» Goal 1:
Answer these questions about the post on benchmarking ZKP development frameworks:
(a) Which teams are thanked for reviewing the post?
(b) What type of succinct proofs does the infrastructure being developed leverage?
(c) What will be the first step of the Pantheon of Zero Knowledge Proof initiative?
— Start Text shown —
Benchmarking ZKP Development Frameworks: the Pantheon of ZKP

We’d like to thank the teams from Polygon Zero, gnark project at Consensys, Pado Labs, and Delphinus Lab for their valuable review and feedback on this post.

The Pantheon of Zero Knowledge Proof

Over the past several months, we’ve dedicated a significant amount of time and effort into developing cutting-edge infrastructure that leverages zk-SNARK succinct proofs. As part of our development efforts, we have tested and used a wide variety of Zero-Knowledge-Proof (ZKP) development frameworks. While this journey has been rewarding, we do realize that the abundance of available ZKP frameworks often creates a challenge for new developers who are trying to find the best fit for their specific use cases and performance requirements. With this pain point in mind, we believe a community evaluation platform that is able to provide comprehensive benchmark results is needed and will greatly aid in the development of these new applications.

To fulfill this need, we are launching the Pantheon of Zero Knowledge Proof as a public good community initiative. The first step will be to encourage the community to share reproducible benchmarking results from various ZKP frameworks. Our ultimate goal is to collectively and collaboratively create and maintain a universally recognized evaluation testbed that covers low-level circuit development frameworks, high-level zkVMs and compilers, and even hardware acceleration providers. We hope that this initiative will expedite the adoption of ZKPs by facilitating informed decision-making, while also encouraging the evolution and iteration of the ZKP frameworks themselves by providing a set of commonly referenceable benchmarking results. We are committed to investing in this initiative and invite all like-minded community members to join us and contribute to this effort together!
— End Text shown —
» Goal 2:
Output every line of the records below as a JSON list of strings, one string per line, skipping blank lines. Leave the pictures out of the list.
— Start Extracted information —
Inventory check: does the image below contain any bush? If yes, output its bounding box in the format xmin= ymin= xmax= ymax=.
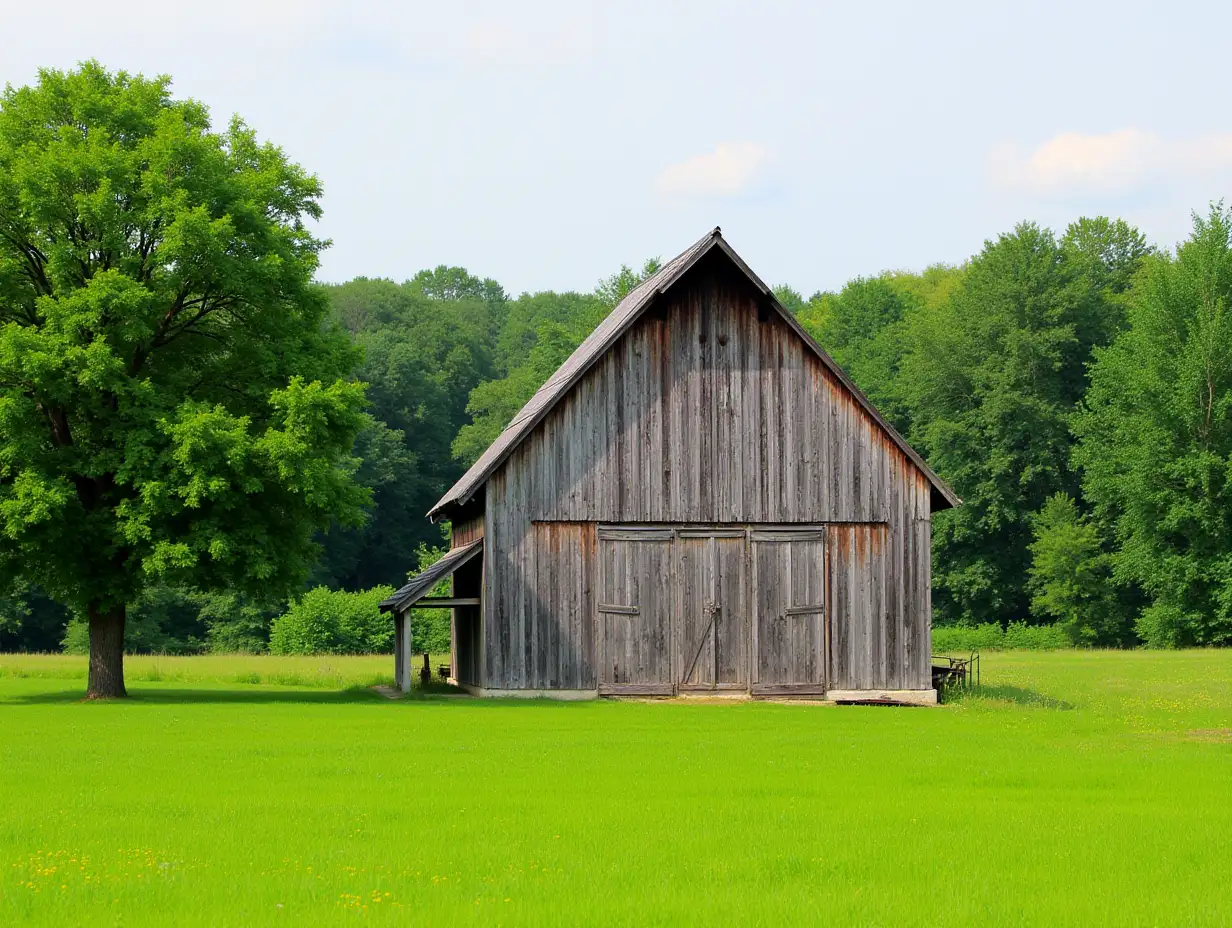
xmin=1133 ymin=603 xmax=1202 ymax=648
xmin=270 ymin=587 xmax=393 ymax=654
xmin=1002 ymin=622 xmax=1074 ymax=651
xmin=933 ymin=622 xmax=1073 ymax=653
— End Extracted information —
» Task answer 1:
(a) Polygon Zero, the gnark project at Consensys, Pado Labs, and Delphinus Lab.
(b) zk-SNARK succinct proofs.
(c) Encouraging the community to share reproducible benchmarking results from various ZKP frameworks.

» Task answer 2:
[
  "Inventory check: does the image below contain any bush? If yes, output its bounding box in the format xmin= ymin= xmax= ymax=.",
  "xmin=1133 ymin=603 xmax=1202 ymax=648",
  "xmin=270 ymin=587 xmax=393 ymax=654",
  "xmin=1002 ymin=622 xmax=1074 ymax=651",
  "xmin=933 ymin=622 xmax=1073 ymax=653"
]